> _Work required_: Give back the full material, exactly as it reads.

BEGIN

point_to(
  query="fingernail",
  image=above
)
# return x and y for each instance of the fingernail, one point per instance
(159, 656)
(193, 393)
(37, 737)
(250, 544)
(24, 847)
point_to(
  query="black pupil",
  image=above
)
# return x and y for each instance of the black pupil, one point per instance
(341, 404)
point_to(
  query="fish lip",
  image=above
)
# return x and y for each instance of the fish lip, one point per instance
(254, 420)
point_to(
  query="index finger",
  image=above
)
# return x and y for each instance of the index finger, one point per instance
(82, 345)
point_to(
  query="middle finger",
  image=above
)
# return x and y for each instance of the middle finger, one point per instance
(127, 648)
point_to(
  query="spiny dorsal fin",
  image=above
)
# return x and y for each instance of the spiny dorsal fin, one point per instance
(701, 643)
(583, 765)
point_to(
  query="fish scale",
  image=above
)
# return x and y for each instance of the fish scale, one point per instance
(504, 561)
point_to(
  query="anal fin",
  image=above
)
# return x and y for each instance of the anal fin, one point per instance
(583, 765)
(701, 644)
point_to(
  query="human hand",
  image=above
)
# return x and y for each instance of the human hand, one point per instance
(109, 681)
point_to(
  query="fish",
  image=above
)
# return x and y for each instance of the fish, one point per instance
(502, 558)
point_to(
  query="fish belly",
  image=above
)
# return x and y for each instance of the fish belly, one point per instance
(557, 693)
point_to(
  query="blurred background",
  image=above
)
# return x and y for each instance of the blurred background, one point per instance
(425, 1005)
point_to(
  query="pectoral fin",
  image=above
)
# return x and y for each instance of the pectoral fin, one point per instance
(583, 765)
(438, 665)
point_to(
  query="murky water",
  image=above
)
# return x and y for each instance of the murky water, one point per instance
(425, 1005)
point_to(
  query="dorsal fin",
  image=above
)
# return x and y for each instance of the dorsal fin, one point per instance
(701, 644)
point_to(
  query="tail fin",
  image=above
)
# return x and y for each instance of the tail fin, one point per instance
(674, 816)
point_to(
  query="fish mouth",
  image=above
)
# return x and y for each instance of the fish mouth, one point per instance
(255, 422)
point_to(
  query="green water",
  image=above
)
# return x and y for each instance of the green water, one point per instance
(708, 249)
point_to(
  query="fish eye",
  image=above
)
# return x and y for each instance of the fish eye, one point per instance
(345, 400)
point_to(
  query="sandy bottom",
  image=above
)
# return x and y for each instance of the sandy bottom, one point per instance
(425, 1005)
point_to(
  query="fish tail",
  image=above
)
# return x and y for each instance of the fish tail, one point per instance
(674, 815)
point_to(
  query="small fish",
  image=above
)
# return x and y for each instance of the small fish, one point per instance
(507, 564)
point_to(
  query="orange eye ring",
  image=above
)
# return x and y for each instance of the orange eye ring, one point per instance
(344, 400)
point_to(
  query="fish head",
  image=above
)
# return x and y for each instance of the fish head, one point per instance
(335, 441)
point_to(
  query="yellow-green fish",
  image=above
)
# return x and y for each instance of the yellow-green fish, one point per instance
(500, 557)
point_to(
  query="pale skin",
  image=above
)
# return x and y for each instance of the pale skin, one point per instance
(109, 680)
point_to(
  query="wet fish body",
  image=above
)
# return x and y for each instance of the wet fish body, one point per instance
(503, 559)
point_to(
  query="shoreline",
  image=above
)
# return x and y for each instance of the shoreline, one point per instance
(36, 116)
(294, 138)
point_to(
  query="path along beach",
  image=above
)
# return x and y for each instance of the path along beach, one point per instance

END

> _Exercise output_:
point_to(
  query="fingernail",
  image=above
)
# return x and y for each instance of the fingernail, one point per instance
(159, 656)
(193, 393)
(37, 737)
(250, 544)
(24, 847)
point_to(
  query="black pupil",
  image=above
)
# return x and y for each instance of the black pupil, one point per instance
(341, 404)
point_to(
  query="fish lip",
  image=above
)
# return x and y for each instance of the fish lip, one point per instance
(254, 420)
point_to(
  query="index finger",
  image=above
)
# return x and y for each instance of the index finger, one point per instance
(82, 345)
point_to(
  query="middle finger",
  image=above
)
# return x and y for each instance of the middle finger, one point per instance
(127, 648)
point_to(
  query="spiny dorsal fin",
  image=above
)
# return x and y for each instance of the spiny dorsal fin, one point per instance
(701, 643)
(583, 765)
point_to(
  query="fish scale",
  image=above
)
# return x and y for each instance of the fish scale, one point per instance
(504, 561)
point_to(
  query="anal fin",
  image=above
)
# return x and y for each instance of the anal fin, one point per instance
(583, 765)
(701, 644)
point_to(
  query="human hand",
  image=above
)
# return x and y for each instance of the human hand, one point per instance
(109, 681)
point_to(
  query="fish",
  image=above
)
# return x and y for each instance of the fish, one point per instance
(502, 558)
point_to(
  query="fish belly",
  image=above
)
# return x and y for each instance of the fish belly, one point per instance
(557, 693)
point_to(
  query="blurred background",
  image=above
)
# return x and y for each instance of the blurred background, one point per instance
(425, 1005)
point_to(
  query="pectoral fin",
  image=above
)
# return x and y for each instance of the pectoral fin, one point per instance
(583, 765)
(438, 665)
point_to(
  query="murky water",
  image=above
)
# return x and y for each instance of the murky water, one point per instance
(425, 1005)
point_to(
  query="dorsal fin",
  image=above
)
# return x and y for each instance of the dorsal fin, one point per instance
(701, 644)
point_to(
  query="tail fin",
  image=above
)
# return x and y for each instance of the tail fin, one point per instance
(674, 816)
point_to(
  query="fish mouth",
  image=above
)
# return x and y for each instance of the fish mouth, one point per instance
(255, 422)
point_to(
  query="green water",
  image=above
)
# return x and y for each instance of the green water, one point per instance
(708, 249)
point_to(
  query="fish eye",
  image=above
)
# return x and y for each instance of the fish eye, one point per instance
(345, 400)
point_to(
  query="sandy bottom",
  image=above
)
# return x and y for each instance of the sandy bottom, one point per instance
(425, 1005)
point_to(
  query="fish tail",
  image=above
)
# return x and y for each instance of the fish tail, one point per instance
(674, 815)
point_to(
  query="small fish",
  image=above
)
# return x and y for each instance of the small fish, one point per instance
(507, 564)
point_to(
  query="orange eye ring",
  image=above
)
# return x and y for each instance of the orange eye ring, one point per instance
(344, 400)
point_to(
  query="fish head",
  image=above
)
# return x and y for each instance of the fish head, one point per instance
(335, 441)
point_to(
  query="yellow-green fish",
  image=above
)
# return x and y for each instance of the yellow-green fish, one point per instance
(500, 557)
point_to(
  query="pale skin",
  image=above
)
# return x and y for each instance of the pale skin, one point per instance
(109, 680)
point_to(
  query="wet fish body",
  image=above
)
# return x and y for each instance of the wet fish body, one point per instance
(503, 559)
point_to(
  query="shoreline",
  image=above
)
# return x and y for each instance of the shoreline, one point per instance
(36, 116)
(294, 138)
point_to(
  query="path along beach",
  image=above
)
# return x and y for each instance of the path along beach, one point per instance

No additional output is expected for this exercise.